- **Work to be completed**
Search the records for the word "umbrella" and pick out every line that has it.

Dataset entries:
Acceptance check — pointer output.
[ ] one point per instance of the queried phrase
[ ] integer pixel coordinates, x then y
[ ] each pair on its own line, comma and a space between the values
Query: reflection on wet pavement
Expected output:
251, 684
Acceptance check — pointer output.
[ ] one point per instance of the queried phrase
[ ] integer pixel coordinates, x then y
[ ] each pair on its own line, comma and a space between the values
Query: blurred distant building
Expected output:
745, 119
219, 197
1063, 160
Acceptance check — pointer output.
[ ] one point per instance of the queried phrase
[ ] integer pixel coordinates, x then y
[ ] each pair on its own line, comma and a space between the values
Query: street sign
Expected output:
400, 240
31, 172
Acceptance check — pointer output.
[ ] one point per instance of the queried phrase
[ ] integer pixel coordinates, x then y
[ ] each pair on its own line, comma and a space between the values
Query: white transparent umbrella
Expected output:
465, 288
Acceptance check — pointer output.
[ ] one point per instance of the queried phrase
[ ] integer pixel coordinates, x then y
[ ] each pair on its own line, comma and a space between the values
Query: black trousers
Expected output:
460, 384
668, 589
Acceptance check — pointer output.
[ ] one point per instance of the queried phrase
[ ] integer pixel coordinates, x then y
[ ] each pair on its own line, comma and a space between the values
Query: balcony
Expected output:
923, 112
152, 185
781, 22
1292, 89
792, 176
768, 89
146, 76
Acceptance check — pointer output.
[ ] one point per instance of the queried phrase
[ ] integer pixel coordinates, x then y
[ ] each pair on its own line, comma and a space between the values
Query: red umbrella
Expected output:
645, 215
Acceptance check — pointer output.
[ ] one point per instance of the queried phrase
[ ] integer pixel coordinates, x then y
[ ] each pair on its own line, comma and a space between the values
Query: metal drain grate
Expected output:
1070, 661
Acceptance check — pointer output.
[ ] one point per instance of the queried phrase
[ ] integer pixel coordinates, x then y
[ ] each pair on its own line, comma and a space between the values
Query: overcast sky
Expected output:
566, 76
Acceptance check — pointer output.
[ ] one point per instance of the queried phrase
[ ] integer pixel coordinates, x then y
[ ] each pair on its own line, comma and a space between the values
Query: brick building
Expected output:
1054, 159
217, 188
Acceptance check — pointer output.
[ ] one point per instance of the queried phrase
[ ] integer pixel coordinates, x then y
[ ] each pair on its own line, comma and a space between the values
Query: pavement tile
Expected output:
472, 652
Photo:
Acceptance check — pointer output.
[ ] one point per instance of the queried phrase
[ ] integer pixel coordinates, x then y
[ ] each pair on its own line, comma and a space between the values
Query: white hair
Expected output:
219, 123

- **Response**
Query: white transparent umbrella
Query: red umbrella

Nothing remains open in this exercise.